→ Goal of the exercise: Give again exactly, and only, the lines between the line holding "Target: sink basin" and the end of the listing, both boundary lines included.
BEGIN
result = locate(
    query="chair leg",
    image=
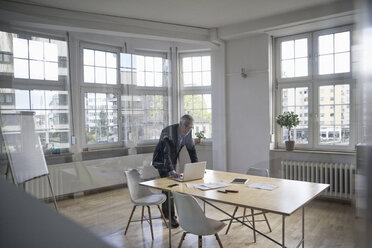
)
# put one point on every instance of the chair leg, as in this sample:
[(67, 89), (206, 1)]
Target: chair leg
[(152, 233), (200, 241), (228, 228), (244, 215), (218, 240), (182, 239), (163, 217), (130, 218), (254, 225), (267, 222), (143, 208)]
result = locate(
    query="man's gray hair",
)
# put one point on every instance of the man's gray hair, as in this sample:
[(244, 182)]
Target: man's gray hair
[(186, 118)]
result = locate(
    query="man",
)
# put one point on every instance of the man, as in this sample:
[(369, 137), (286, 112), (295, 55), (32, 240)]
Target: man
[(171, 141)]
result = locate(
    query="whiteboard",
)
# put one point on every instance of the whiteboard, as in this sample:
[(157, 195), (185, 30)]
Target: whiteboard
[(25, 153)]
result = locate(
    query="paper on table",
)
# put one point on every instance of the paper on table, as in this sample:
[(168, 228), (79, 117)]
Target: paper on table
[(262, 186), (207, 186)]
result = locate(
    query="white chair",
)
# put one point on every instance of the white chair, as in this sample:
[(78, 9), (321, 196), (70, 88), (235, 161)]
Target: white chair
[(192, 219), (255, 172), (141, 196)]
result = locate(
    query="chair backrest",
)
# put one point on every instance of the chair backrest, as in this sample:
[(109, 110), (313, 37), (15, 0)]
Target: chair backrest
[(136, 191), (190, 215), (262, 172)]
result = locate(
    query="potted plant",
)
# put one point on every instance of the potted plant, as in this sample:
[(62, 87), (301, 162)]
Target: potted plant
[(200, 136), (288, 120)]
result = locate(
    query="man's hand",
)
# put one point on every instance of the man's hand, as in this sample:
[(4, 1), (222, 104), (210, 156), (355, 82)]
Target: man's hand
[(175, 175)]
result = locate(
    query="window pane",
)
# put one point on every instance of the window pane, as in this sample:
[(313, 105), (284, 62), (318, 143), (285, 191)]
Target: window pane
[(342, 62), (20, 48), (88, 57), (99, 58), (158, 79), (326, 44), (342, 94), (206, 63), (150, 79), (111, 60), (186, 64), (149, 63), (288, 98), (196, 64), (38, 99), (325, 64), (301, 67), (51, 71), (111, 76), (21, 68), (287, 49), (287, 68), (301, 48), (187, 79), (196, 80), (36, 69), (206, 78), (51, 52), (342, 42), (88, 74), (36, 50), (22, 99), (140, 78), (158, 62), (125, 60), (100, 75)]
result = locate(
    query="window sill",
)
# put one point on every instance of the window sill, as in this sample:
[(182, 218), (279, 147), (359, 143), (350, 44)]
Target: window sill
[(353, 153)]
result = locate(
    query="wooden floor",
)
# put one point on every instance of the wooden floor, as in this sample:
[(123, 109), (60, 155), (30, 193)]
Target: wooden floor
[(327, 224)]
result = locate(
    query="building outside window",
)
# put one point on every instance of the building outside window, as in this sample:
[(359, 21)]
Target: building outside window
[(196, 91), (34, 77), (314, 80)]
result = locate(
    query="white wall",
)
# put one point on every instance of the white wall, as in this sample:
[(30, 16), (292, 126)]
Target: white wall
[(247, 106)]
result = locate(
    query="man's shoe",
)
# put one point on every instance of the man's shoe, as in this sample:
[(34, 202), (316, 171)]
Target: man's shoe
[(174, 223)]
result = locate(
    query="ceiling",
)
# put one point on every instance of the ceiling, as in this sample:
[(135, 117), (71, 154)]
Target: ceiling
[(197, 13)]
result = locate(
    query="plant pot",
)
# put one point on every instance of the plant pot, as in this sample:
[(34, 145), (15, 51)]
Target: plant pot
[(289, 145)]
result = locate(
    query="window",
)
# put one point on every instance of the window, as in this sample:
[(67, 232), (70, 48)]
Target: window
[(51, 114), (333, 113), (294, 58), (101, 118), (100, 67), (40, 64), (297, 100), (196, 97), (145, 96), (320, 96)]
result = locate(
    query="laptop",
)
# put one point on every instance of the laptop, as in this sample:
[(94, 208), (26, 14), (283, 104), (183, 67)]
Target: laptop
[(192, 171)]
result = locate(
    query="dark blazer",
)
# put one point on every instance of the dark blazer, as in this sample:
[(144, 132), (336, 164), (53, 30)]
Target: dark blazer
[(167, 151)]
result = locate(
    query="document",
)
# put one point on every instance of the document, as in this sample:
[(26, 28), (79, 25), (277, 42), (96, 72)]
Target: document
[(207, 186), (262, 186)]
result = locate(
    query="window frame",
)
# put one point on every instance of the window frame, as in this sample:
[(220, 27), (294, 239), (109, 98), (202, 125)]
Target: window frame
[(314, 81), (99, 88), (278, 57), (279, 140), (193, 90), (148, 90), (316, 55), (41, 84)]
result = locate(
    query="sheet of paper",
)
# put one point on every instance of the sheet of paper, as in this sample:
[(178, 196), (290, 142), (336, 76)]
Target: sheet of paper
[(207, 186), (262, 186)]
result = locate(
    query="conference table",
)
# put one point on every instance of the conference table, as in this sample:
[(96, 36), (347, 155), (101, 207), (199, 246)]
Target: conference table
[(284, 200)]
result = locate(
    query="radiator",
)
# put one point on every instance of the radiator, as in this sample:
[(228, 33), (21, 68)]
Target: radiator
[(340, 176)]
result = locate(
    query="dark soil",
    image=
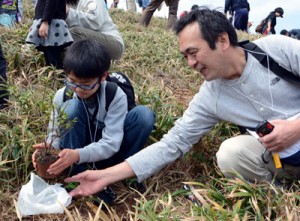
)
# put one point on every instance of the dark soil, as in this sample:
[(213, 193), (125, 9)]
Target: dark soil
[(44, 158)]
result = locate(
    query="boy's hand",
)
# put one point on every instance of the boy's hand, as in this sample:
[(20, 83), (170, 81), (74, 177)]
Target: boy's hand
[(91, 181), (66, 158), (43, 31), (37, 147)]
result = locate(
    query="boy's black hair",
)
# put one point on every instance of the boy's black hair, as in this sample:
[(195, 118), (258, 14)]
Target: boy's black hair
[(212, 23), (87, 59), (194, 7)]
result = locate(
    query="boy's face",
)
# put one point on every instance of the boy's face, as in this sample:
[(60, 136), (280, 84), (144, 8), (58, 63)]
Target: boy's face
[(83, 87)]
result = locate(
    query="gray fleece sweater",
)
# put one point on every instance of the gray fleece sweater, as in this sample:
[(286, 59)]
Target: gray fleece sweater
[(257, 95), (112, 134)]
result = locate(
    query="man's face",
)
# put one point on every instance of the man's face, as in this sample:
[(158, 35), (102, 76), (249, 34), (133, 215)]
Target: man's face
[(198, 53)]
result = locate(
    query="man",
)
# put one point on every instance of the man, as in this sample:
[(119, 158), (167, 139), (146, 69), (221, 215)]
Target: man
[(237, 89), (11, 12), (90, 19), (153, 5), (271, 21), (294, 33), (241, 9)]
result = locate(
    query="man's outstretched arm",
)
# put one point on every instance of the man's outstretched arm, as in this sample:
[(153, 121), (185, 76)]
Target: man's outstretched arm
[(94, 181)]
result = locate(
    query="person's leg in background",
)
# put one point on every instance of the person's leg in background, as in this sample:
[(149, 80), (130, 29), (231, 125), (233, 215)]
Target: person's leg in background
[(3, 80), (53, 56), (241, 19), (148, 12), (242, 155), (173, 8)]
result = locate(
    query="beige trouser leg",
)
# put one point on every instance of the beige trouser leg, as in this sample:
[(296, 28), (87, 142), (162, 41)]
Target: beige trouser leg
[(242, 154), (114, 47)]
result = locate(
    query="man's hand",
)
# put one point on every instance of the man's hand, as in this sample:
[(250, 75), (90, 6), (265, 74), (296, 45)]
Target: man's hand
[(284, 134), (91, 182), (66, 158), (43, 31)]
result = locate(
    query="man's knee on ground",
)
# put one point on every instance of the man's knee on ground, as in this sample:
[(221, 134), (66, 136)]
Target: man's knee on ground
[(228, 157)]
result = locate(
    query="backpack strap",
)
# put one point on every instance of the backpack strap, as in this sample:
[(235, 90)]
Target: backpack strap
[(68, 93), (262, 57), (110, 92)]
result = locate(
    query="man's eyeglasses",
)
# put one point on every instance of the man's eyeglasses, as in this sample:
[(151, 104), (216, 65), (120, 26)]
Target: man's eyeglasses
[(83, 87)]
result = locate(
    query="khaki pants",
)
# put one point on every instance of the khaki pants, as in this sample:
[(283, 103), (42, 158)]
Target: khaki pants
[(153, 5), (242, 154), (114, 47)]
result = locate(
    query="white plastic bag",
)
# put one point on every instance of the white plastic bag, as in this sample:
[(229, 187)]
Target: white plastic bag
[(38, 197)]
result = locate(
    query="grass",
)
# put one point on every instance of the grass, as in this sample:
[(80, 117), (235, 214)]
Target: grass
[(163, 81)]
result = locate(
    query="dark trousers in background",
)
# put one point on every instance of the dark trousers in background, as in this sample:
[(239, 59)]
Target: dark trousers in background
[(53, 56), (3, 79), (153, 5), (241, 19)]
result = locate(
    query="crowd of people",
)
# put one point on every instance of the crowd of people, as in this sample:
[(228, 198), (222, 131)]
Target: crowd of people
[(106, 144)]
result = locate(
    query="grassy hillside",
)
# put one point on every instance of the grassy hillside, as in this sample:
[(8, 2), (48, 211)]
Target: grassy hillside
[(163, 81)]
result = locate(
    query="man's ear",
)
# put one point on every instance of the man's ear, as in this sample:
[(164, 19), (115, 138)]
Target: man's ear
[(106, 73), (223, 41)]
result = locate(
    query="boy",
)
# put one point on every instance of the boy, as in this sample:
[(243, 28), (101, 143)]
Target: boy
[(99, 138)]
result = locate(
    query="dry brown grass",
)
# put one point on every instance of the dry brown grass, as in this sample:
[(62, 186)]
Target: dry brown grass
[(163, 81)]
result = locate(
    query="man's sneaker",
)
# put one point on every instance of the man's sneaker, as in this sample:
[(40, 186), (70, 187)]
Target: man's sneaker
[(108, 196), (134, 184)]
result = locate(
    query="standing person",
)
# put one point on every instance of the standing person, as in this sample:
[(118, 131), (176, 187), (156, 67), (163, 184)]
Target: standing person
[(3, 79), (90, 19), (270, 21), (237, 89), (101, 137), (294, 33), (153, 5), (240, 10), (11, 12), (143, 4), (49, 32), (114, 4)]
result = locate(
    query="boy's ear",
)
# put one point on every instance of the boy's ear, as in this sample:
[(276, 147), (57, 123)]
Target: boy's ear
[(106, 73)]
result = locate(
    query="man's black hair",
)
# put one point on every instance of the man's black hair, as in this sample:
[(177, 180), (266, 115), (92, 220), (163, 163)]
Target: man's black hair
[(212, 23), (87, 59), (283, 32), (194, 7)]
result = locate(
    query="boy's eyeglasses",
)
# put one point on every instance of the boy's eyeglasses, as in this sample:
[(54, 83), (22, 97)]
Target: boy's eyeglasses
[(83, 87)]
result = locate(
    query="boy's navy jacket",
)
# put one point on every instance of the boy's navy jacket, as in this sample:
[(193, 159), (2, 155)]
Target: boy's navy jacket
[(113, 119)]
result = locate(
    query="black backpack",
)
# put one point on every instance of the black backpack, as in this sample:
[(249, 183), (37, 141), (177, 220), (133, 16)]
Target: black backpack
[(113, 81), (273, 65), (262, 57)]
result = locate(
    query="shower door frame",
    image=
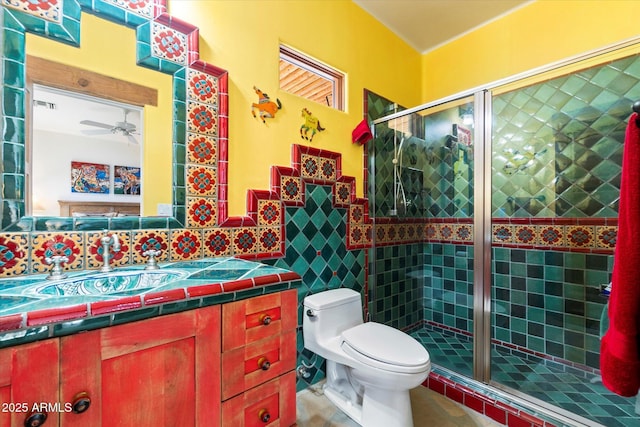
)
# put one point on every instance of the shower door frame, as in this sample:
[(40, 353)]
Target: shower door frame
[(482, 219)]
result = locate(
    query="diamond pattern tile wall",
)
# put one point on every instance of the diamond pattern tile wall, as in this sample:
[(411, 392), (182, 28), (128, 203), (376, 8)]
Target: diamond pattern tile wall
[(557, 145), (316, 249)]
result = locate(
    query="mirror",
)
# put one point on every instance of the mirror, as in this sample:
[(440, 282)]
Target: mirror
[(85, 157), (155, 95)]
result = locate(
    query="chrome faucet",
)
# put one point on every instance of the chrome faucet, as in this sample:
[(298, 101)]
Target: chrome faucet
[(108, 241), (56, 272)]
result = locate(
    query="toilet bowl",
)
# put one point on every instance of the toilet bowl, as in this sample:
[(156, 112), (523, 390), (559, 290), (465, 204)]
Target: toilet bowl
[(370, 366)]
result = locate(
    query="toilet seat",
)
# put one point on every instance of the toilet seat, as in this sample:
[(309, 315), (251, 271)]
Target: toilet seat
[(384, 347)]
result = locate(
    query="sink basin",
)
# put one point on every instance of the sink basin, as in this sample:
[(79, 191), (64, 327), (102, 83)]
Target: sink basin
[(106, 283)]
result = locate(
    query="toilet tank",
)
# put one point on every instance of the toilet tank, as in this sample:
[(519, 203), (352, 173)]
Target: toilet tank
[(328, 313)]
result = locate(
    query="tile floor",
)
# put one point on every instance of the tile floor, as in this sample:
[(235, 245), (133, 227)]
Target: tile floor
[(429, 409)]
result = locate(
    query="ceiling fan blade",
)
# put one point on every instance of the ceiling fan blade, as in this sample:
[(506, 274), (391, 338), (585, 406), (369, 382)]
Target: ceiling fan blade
END
→ Solution:
Target: sink basin
[(106, 283)]
result = locate(
    query="toilet tank",
)
# put one point on every instance of the toilet tank, as in this sample:
[(519, 203), (352, 173)]
Target: toilet tank
[(328, 313)]
result = locate(
    query="tile floor",
)
# put one point on every instance of the tile floor, as in this sample:
[(235, 245), (133, 227)]
Target: tile floor
[(429, 409)]
result = locate(
    query="ceiling fan blade",
)
# put one point on every instance of the ceiling fan blade, as in this sample:
[(506, 274), (391, 338), (585, 406), (369, 382)]
Target: ceiling fan blade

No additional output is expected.